### [MATERIAL SHOWN]
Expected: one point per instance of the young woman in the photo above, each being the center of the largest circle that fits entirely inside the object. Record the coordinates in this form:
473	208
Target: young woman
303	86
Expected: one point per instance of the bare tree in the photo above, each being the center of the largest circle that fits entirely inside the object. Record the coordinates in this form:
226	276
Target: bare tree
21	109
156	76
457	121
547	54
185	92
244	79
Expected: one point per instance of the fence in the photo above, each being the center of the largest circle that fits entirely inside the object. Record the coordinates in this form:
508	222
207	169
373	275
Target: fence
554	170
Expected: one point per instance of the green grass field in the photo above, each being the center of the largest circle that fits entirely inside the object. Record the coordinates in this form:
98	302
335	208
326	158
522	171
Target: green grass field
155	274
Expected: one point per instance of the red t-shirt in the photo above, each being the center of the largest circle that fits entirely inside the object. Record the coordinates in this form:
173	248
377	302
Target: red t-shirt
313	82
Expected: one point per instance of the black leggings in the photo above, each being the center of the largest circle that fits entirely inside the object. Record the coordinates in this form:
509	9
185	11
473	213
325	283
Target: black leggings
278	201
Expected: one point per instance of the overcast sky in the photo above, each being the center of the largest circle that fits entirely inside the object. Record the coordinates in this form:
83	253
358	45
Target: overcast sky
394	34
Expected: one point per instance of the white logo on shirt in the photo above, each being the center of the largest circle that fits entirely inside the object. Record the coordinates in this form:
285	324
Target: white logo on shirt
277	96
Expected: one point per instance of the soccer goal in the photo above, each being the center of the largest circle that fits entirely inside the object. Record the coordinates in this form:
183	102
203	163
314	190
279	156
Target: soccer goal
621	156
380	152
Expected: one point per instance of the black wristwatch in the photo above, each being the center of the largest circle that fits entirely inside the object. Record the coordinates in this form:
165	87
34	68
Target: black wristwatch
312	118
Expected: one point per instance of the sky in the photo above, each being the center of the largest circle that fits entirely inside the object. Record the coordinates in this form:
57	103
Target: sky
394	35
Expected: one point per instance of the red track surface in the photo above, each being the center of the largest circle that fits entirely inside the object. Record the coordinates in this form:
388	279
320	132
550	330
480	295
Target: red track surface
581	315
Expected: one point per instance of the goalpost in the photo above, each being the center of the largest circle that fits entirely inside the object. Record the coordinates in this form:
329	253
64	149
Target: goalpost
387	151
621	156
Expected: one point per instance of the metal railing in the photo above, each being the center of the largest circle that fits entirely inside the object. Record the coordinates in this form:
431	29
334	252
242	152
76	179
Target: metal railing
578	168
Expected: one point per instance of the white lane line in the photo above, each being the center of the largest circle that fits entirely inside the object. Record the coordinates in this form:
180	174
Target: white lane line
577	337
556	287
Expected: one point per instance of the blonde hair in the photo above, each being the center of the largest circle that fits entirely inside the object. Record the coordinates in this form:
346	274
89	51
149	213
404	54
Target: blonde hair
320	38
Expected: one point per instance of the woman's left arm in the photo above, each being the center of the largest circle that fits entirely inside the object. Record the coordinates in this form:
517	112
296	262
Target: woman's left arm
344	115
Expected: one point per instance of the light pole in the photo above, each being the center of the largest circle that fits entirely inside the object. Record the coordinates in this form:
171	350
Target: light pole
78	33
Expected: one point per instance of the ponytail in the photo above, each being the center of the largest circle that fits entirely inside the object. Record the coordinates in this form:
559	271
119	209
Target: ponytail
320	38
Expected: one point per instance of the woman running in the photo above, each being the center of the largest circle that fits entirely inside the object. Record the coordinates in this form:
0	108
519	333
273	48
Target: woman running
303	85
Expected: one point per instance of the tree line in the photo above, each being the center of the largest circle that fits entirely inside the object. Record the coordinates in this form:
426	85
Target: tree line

### [TASK BRIEF]
Once you have read the records above, write them out again exactly.

### [RESPONSE FOR THIS EXERCISE]
Expected: one point per instance of the young woman in the photo above, each being the center of the largest circle that fits entirely inside the object. Record the coordinates in this form:
473	208
Target: young woman
303	86
Expected: one point per instance of the bare tree in the photo above, each being the center of the largest circle that fits entirely inside the object. Record the coordinates in this form:
226	276
Target: bare tree
21	109
156	76
457	121
547	54
185	92
244	79
Expected: one point per instance of the fence in the photo above, each being the center of the largest circle that fits entirely inside the object. Record the coordinates in this form:
508	222
207	169
373	275
Target: fence
554	170
Expected: one point per instance of the green grass field in the photo above, each being the center of the largest circle that fits entirely inside the object. Record the coordinates in this form:
98	302
335	208
326	158
522	171
Target: green grass field
155	274
Expected: one point per instance of the red t-shirt in the photo above, each being the center of the largest circle that fits entirely inside the object. Record the coordinates in this form:
173	248
377	302
Target: red t-shirt
313	82
Expected: one point per instance of the black leggings in the photo above, each being the center of the largest circle that fits entirely inside the object. Record the coordinates in this form:
509	9
185	11
473	213
325	283
Target: black leggings
278	201
Expected: one point per instance of the overcast sky in the photo above, each being the center of the largest circle that fits entirely inside the object. Record the coordinates in this form:
83	253
358	45
Target: overcast sky
394	34
Expected: one point per instance of the white logo on shirt in the photo above, each being the center of the largest circle that fits entirely inside the object. Record the coordinates in this form:
285	324
Target: white logo on shirt
277	96
Expected: one point per instance of the soccer goal in the photo above, each being the center of the largest circle that fits entirely inside the object. Record the coordinates in this form:
183	102
203	163
314	190
279	156
Target: soccer goal
621	156
380	152
Expected: one point per instance of the black wristwatch in the photo above, each being the center of the largest circle that fits entirely inside the object. Record the coordinates in this form:
165	87
34	68
Target: black wristwatch
312	118
Expected: one point per instance of the sky in the photo above, each being the center of the largest circle that fits entirely inside the object. Record the coordinates in this form:
57	103
Target: sky
394	35
Expected: one point per instance of the red track surface in the photo above, each being the center of the largest circle that fits entirely inside the object. Record the coordinates in this form:
388	279
320	132
550	330
480	295
Target: red track surface
581	315
Expected: one point per instance of the goalpost in the photo above, each being the center of the largest circle that fits entirely inside the object. Record the coordinates in this form:
329	253
64	149
Target: goalpost
387	151
621	156
Expected: one point per instance of the metal railing in the photo above, each being the center of the largest circle that fits entirely inside the object. Record the coordinates in this form:
431	29
334	252
242	152
76	179
Target: metal railing
578	168
Expected: one point per instance of the white lane line in the photo above, each being the center of the largest circle that fits entirely inside the object. Record the coordinates in this form:
180	174
Target: white lane line
577	337
556	287
Expected: one point per instance of the blonde hair in the photo above, each being the center of the largest circle that fits entirely inside the object. Record the coordinates in this form:
346	274
89	51
149	213
404	54
Target: blonde hair
320	38
Expected: one point per instance of the woman's left arm in the photo above, each being the center of the largest circle that fits entirely inside the object. Record the coordinates in this form:
517	112
296	262
Target: woman's left arm
344	115
Expected: one point per instance of the light pole in the photo above, each being the center of the largest circle that fits entirely inside the object. Record the coordinates in this form:
171	350
Target: light pole
78	33
Expected: one point per instance of the ponytail in the photo above, each being the center of the largest circle that fits entirely inside the object. Record the coordinates in this form:
559	271
119	209
Target: ponytail
320	38
Expected: one point per instance of the woman running in the photo above, each being the center of the largest circle that fits entirely inside the object. Record the coordinates in this form:
0	108
519	333
273	48
Target: woman running
303	85
Expected: one point per instance of the tree line in the photo above, each being the center of the largest circle that fits entirely inside the object. Record the coordinates in this form:
426	85
Target: tree line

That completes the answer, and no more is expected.